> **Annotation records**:
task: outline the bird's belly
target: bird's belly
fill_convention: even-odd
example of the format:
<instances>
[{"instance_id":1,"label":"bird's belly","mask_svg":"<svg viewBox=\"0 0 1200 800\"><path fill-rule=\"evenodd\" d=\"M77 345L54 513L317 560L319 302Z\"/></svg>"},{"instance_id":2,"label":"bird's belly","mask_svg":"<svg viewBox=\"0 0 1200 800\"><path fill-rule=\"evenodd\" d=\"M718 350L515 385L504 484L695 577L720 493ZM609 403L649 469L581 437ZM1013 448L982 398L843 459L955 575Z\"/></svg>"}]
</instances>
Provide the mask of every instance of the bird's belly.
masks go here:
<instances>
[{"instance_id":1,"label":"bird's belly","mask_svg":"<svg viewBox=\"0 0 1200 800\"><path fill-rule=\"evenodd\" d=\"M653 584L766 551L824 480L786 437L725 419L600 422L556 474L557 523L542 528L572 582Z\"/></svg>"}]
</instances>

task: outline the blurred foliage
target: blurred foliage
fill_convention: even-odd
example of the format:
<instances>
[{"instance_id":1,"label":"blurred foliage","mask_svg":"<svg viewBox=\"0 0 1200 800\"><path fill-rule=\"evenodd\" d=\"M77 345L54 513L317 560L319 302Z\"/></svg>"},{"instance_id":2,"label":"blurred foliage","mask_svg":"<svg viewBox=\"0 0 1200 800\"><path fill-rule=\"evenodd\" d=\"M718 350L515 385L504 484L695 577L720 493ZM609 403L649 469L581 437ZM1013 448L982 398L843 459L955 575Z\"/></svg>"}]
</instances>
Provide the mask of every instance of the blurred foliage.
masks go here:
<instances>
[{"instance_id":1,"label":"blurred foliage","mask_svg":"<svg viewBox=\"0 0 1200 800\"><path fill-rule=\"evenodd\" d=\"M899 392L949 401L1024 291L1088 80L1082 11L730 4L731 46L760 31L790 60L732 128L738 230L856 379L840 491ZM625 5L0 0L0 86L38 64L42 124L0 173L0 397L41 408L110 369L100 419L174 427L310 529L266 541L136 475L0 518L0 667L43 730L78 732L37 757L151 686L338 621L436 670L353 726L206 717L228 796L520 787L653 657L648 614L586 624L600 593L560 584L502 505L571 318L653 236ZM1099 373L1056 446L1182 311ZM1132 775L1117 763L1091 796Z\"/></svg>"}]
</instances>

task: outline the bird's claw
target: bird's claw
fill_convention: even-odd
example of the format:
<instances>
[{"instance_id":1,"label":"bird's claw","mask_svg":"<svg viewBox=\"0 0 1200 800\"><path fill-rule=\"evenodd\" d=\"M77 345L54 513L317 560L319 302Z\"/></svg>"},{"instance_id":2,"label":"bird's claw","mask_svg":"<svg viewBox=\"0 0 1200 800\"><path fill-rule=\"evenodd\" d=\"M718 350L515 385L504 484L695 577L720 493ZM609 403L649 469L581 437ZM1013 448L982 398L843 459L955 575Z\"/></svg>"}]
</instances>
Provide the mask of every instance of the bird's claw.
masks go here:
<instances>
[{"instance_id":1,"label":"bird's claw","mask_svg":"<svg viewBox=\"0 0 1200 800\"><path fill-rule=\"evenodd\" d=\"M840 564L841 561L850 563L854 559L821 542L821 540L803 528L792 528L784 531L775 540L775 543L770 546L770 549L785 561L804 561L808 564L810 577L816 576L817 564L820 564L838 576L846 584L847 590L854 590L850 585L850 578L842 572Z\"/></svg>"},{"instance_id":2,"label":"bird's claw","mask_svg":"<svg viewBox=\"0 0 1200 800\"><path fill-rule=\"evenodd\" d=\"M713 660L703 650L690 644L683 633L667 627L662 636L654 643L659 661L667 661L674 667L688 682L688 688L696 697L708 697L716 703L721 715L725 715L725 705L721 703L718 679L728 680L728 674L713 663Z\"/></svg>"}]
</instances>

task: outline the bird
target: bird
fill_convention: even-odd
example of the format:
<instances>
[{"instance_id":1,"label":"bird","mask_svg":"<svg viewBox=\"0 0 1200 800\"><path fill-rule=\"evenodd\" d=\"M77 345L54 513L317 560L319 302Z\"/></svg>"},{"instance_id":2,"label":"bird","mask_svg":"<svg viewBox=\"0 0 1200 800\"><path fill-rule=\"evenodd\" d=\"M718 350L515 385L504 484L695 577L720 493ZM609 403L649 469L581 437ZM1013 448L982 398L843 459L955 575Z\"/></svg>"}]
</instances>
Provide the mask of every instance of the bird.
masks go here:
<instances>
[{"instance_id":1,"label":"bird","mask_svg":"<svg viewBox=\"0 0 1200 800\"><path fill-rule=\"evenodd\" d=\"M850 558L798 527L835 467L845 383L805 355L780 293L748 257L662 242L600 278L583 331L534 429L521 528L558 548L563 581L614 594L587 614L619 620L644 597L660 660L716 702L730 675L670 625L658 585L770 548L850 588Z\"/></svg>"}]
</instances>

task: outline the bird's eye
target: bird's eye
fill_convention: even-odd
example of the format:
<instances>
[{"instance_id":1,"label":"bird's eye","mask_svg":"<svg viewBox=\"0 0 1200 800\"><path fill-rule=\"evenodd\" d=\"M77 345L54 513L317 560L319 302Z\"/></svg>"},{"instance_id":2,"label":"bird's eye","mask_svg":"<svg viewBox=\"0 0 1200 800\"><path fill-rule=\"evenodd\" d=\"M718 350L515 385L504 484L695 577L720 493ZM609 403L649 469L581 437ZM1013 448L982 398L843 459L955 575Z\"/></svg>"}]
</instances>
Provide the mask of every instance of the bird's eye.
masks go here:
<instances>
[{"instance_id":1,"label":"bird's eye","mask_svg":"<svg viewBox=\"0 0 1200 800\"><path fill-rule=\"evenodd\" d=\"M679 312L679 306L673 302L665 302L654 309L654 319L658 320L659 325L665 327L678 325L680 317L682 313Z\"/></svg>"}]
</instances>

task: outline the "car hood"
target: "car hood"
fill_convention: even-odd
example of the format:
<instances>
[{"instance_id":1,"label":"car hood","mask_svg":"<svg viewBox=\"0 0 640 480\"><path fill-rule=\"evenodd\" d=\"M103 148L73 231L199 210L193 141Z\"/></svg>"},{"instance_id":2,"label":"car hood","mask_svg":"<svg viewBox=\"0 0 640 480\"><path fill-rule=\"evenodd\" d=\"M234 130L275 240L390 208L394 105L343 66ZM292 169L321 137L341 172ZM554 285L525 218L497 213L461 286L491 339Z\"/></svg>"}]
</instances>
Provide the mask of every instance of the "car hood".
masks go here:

> **WORK REQUIRED**: Copy all of the material word for word.

> **EXERCISE SOLUTION**:
task: outline the bird's belly
target: bird's belly
fill_convention: even-odd
example of the format:
<instances>
[{"instance_id":1,"label":"bird's belly","mask_svg":"<svg viewBox=\"0 0 1200 800\"><path fill-rule=\"evenodd\" d=\"M77 345L54 513L317 560L319 302Z\"/></svg>"},{"instance_id":2,"label":"bird's belly","mask_svg":"<svg viewBox=\"0 0 1200 800\"><path fill-rule=\"evenodd\" d=\"M718 350L515 385L504 484L695 577L720 493ZM609 403L649 469L581 437ZM1013 448L982 398L843 459L955 575Z\"/></svg>"}]
</instances>
Provide the mask of every instance of the bird's belly.
masks go here:
<instances>
[{"instance_id":1,"label":"bird's belly","mask_svg":"<svg viewBox=\"0 0 1200 800\"><path fill-rule=\"evenodd\" d=\"M653 584L766 551L824 480L786 437L725 419L600 422L556 474L557 523L542 528L572 582Z\"/></svg>"}]
</instances>

task: outline the blurred foliage
target: blurred foliage
fill_convention: even-odd
example of the format:
<instances>
[{"instance_id":1,"label":"blurred foliage","mask_svg":"<svg viewBox=\"0 0 1200 800\"><path fill-rule=\"evenodd\" d=\"M77 345L54 513L317 560L319 302Z\"/></svg>"},{"instance_id":2,"label":"blurred foliage","mask_svg":"<svg viewBox=\"0 0 1200 800\"><path fill-rule=\"evenodd\" d=\"M718 350L515 385L504 484L695 577L720 493ZM609 403L649 469L581 437ZM1013 448L982 398L843 459L955 575Z\"/></svg>"}]
</instances>
Provide the mask of every instance of the blurred foliage.
masks go here:
<instances>
[{"instance_id":1,"label":"blurred foliage","mask_svg":"<svg viewBox=\"0 0 1200 800\"><path fill-rule=\"evenodd\" d=\"M899 392L949 401L1024 291L1088 80L1082 11L730 4L731 46L760 31L790 60L732 128L738 230L856 379L840 491ZM625 5L0 0L0 86L38 64L42 124L0 173L0 397L41 408L110 369L100 419L174 427L310 529L266 541L136 475L0 518L0 667L43 730L78 732L37 757L151 686L338 621L436 670L353 726L206 717L228 796L520 787L653 657L648 614L586 624L600 593L560 584L502 505L571 318L653 236ZM1099 373L1056 446L1182 311ZM1132 775L1117 763L1091 796Z\"/></svg>"}]
</instances>

task: outline the bird's claw
target: bird's claw
fill_convention: even-odd
example of the format:
<instances>
[{"instance_id":1,"label":"bird's claw","mask_svg":"<svg viewBox=\"0 0 1200 800\"><path fill-rule=\"evenodd\" d=\"M77 345L54 513L317 560L319 302Z\"/></svg>"},{"instance_id":2,"label":"bird's claw","mask_svg":"<svg viewBox=\"0 0 1200 800\"><path fill-rule=\"evenodd\" d=\"M718 350L515 385L504 484L695 577L720 493ZM609 403L649 469L581 437ZM1013 448L982 398L843 459L955 575Z\"/></svg>"}]
</instances>
Provide the mask of every instance of the bird's claw.
masks go here:
<instances>
[{"instance_id":1,"label":"bird's claw","mask_svg":"<svg viewBox=\"0 0 1200 800\"><path fill-rule=\"evenodd\" d=\"M840 564L841 561L850 563L854 559L821 542L821 540L803 528L792 528L784 531L775 540L775 543L770 546L770 549L785 561L804 561L808 564L810 577L816 576L817 564L820 564L838 576L846 584L847 590L854 590L850 585L850 578L842 572Z\"/></svg>"},{"instance_id":2,"label":"bird's claw","mask_svg":"<svg viewBox=\"0 0 1200 800\"><path fill-rule=\"evenodd\" d=\"M713 660L703 650L690 644L683 633L667 627L662 636L654 643L659 661L667 661L674 667L688 682L688 688L696 697L708 697L716 703L721 715L725 715L725 705L721 703L718 679L728 680L728 674L713 663Z\"/></svg>"}]
</instances>

task: outline the bird
target: bird
fill_convention: even-odd
example of the format:
<instances>
[{"instance_id":1,"label":"bird","mask_svg":"<svg viewBox=\"0 0 1200 800\"><path fill-rule=\"evenodd\" d=\"M77 345L54 513L317 560L319 302Z\"/></svg>"},{"instance_id":2,"label":"bird","mask_svg":"<svg viewBox=\"0 0 1200 800\"><path fill-rule=\"evenodd\" d=\"M718 350L515 385L504 484L695 577L720 493ZM609 403L649 469L581 437ZM1013 448L982 398L843 459L955 575Z\"/></svg>"}]
</instances>
Provide the mask of every instance of the bird.
masks go here:
<instances>
[{"instance_id":1,"label":"bird","mask_svg":"<svg viewBox=\"0 0 1200 800\"><path fill-rule=\"evenodd\" d=\"M850 558L798 527L835 467L845 383L805 355L780 293L748 257L662 242L600 278L583 331L534 429L521 528L558 548L563 581L614 594L587 614L619 620L644 597L660 660L716 702L730 675L670 625L658 585L770 548L850 588Z\"/></svg>"}]
</instances>

task: outline the bird's eye
target: bird's eye
fill_convention: even-odd
example of the format:
<instances>
[{"instance_id":1,"label":"bird's eye","mask_svg":"<svg viewBox=\"0 0 1200 800\"><path fill-rule=\"evenodd\" d=\"M77 345L54 513L317 560L319 302Z\"/></svg>"},{"instance_id":2,"label":"bird's eye","mask_svg":"<svg viewBox=\"0 0 1200 800\"><path fill-rule=\"evenodd\" d=\"M718 350L515 385L504 484L695 577L720 493ZM609 403L649 469L581 437ZM1013 448L982 398L843 459L955 575Z\"/></svg>"}]
</instances>
Provide the mask of every instance of the bird's eye.
masks go here:
<instances>
[{"instance_id":1,"label":"bird's eye","mask_svg":"<svg viewBox=\"0 0 1200 800\"><path fill-rule=\"evenodd\" d=\"M679 312L679 306L673 302L665 302L654 309L654 319L658 320L659 325L665 327L678 325L680 317L682 313Z\"/></svg>"}]
</instances>

task: outline the "car hood"
target: "car hood"
fill_convention: even-odd
example of the format:
<instances>
[{"instance_id":1,"label":"car hood","mask_svg":"<svg viewBox=\"0 0 640 480\"><path fill-rule=\"evenodd\" d=\"M103 148L73 231L199 210L193 141Z\"/></svg>"},{"instance_id":2,"label":"car hood","mask_svg":"<svg viewBox=\"0 0 640 480\"><path fill-rule=\"evenodd\" d=\"M234 130L275 240L390 208L394 105L343 66ZM292 169L321 137L341 172ZM554 285L525 218L497 213L461 286L491 339Z\"/></svg>"}]
</instances>
Provide the mask of every instance of the "car hood".
masks go here:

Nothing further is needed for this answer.